__What you need to do__:
1. Give every four-digit year that appears in the Highland Elementary School article, in the order they occur.
2. According to the Highland Elementary School article, what share of the school's students come from poverty?
3. Continue the news article about test score gains at Highland Elementary School from the point where it stops.

__Given passage__:
———

Posted at 02:02 PM ET, 04/29/2012

Story alleges cheating at Silver Spring’s Highland Elementary School; Montgomery officials say gains came from hard work, proven strategies

The Atlanta Journal-Constitution published a story this weekend questioning ”extreme score gains” at Silver Spring’s Highland Elementary School and at dozens of other schools that have won the national Blue Ribbon Award from the U.S. Education Department.

Highland went from the cusp of a state takeover in 2005 to posting some of the highest reading scores in Maryland by 2009. The remarkable turn-around came about at a school with a challenging population. More than 80 percent of is students come from poverty and a majority don’t speak English at home. The school won the prestigious federal award in 2008.

Unlike in some cases of alleged cheating that the Atlanta newspaper and other news outlets have exposed, the latest story did not report any suspicious erasure rates on answer sheets or include allegations of cheating made by teachers or staff members. Montgomery officials have repeatedly denied wrongdoing.

Still, such jumps are “remarkably unlikely” and suggest cheating, the article said. From the story:

No statistical analysis alone can prove that anyone cheated. But in data and documents and in interviews with school officials and testing experts, few other credible explanations surfaced for how the scores of so many students could shift so quickly to such odds-defying degrees.

———

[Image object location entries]

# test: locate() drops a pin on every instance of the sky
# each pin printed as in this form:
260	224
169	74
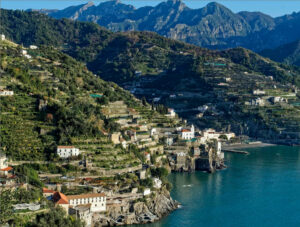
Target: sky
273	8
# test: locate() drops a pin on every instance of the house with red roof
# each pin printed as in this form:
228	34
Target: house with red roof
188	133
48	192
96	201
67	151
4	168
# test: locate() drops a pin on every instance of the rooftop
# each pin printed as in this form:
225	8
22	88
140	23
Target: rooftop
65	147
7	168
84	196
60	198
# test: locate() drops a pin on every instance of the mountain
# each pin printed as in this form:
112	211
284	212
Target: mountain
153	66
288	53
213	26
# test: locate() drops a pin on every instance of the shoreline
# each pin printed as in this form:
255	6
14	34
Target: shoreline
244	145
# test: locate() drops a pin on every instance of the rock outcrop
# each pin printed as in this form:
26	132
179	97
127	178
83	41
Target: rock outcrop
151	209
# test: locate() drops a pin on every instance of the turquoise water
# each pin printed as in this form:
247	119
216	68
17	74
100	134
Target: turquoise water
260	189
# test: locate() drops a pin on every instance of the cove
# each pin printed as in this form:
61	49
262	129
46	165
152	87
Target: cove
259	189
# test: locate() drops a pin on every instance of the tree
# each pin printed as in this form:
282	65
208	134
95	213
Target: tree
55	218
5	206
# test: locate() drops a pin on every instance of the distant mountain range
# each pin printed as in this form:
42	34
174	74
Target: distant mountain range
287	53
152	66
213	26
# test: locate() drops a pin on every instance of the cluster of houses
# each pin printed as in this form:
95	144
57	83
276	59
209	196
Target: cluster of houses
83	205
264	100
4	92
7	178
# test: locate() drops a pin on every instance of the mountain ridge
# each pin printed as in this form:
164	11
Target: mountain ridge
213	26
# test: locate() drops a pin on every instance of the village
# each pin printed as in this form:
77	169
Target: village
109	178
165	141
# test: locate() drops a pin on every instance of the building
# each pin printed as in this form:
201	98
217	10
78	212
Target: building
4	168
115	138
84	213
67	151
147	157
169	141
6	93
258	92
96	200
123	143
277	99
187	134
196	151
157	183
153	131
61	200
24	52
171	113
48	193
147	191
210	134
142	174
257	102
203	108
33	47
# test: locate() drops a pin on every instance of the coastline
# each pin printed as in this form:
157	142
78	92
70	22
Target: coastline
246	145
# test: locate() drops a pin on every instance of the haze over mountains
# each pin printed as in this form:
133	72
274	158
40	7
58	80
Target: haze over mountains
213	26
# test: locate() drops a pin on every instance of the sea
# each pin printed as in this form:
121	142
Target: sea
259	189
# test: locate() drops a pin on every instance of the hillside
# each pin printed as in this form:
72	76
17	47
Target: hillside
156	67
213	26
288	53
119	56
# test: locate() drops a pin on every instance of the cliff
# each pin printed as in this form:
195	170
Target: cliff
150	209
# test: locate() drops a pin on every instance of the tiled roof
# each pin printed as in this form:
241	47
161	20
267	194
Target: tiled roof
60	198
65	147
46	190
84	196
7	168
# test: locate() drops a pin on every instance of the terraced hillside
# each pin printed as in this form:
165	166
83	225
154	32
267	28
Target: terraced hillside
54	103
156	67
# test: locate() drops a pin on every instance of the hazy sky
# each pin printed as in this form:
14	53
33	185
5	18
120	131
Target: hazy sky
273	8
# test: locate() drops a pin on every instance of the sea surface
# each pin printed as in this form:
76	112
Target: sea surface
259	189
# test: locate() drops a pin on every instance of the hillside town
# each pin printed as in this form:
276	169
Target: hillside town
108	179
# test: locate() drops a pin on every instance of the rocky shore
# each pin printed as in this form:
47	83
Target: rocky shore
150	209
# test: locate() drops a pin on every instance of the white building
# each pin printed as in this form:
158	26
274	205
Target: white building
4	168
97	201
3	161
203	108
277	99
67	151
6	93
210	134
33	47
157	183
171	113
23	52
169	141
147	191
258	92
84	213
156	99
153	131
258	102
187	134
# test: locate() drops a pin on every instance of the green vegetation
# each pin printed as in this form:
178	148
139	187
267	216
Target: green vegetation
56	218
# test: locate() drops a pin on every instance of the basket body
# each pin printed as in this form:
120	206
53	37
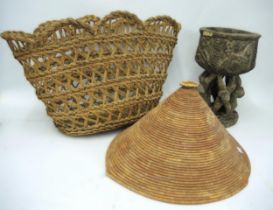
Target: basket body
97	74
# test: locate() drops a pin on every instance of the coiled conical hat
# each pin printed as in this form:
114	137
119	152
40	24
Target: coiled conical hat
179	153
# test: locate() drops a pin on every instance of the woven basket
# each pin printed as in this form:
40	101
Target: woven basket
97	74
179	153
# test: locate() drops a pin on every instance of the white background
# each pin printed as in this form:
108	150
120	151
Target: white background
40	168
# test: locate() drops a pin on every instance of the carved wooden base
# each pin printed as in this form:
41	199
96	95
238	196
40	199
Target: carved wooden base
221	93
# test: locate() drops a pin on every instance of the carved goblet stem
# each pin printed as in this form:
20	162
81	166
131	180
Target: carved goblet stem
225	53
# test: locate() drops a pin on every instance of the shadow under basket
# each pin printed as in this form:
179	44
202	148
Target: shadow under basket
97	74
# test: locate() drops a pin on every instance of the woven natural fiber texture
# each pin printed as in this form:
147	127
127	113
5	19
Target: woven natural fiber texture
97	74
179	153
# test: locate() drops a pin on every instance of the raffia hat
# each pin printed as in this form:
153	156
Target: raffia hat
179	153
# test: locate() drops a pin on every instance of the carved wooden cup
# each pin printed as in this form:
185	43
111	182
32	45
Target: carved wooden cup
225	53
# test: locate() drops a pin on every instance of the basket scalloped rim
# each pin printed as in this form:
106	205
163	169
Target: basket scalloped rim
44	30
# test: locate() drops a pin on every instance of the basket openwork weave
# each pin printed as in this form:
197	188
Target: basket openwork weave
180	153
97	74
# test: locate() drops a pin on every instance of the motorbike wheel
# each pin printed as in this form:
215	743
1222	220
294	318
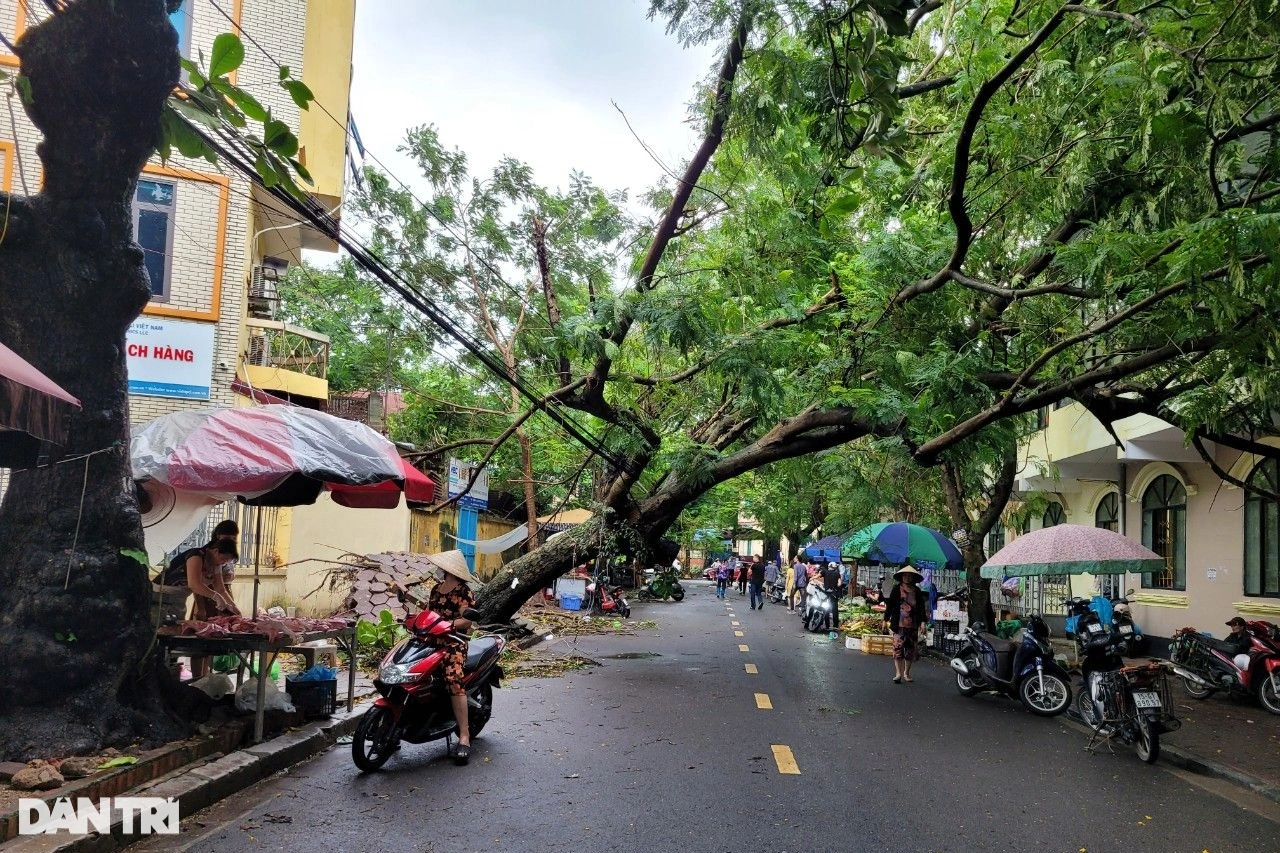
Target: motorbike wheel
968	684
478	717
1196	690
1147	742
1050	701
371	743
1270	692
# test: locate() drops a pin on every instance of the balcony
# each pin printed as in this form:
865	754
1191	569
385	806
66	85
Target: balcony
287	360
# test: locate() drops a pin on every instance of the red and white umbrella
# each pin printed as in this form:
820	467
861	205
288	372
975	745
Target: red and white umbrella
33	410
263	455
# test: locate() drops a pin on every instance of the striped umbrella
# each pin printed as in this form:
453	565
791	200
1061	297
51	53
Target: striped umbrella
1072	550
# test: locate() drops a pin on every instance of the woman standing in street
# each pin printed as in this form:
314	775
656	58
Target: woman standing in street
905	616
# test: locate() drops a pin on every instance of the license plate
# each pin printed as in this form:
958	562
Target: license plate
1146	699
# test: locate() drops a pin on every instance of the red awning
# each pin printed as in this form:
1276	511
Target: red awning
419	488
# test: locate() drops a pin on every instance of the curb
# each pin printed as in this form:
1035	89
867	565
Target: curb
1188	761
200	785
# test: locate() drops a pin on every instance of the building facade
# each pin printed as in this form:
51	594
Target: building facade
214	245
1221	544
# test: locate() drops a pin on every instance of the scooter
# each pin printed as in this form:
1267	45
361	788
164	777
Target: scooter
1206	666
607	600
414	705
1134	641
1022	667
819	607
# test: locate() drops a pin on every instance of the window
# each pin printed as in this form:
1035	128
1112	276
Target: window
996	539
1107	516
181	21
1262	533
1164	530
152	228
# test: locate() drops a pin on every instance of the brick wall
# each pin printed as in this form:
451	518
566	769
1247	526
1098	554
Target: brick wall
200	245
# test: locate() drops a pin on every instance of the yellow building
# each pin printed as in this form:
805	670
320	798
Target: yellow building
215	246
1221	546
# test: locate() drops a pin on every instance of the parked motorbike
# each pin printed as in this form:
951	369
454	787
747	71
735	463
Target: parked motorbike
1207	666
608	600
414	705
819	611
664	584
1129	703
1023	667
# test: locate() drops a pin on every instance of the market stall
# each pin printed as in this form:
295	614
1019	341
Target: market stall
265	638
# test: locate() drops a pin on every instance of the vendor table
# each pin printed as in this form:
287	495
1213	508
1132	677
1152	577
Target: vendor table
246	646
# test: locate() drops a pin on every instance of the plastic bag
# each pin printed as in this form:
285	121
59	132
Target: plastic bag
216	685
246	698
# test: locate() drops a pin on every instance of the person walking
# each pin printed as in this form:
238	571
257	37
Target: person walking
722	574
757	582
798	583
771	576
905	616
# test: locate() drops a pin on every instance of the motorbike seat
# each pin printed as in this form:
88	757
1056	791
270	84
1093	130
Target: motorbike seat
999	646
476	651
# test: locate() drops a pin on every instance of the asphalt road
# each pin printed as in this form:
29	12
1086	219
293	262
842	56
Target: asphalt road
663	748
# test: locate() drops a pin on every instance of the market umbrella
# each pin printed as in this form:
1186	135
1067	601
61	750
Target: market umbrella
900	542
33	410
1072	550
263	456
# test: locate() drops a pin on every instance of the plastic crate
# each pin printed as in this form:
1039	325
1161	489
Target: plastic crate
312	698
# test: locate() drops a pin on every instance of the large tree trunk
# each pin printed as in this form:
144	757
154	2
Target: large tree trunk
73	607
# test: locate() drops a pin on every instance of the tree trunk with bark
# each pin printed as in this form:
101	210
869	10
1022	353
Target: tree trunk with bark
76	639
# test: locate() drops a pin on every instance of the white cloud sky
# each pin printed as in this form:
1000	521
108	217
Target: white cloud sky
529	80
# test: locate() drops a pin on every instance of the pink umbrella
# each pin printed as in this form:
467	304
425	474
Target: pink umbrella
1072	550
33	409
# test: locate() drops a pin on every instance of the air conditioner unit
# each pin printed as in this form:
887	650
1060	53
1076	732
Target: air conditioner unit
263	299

———

__Task-by-task answers__:
1. 2012, 2005, 2009, 2008

2. More than 80 percent.

3.
“Those kinds of changes are just incomprehensible,” said Jaxk Reeves, director of the University of Georgia Statistical Consulting Center. Reeves was one of the academic experts who reviewed the AJC’s analysis.
Another researcher who advised the newspaper, James Wollack, director of testing and evaluation services at the University of Wisconsin-Madison, said many schools credit their instructional strategies for overnight success. But no changes in teaching methods, he said, are enough to account for “ridiculous, nonsensical gains.”
“More often than not,” Wollack said, “something other than student learning was causing those gains.”

Montgomery County school leaders say there have never been any allegations of cheating at Highland.

“Let me be clear: The turnaround that occurred at Highland Elementary School was the result of having a great school leader and a motivated staff that had the training, support and resources it needed to serve its students,” said Montgomery County Superintendent Joshua Starr in a statement.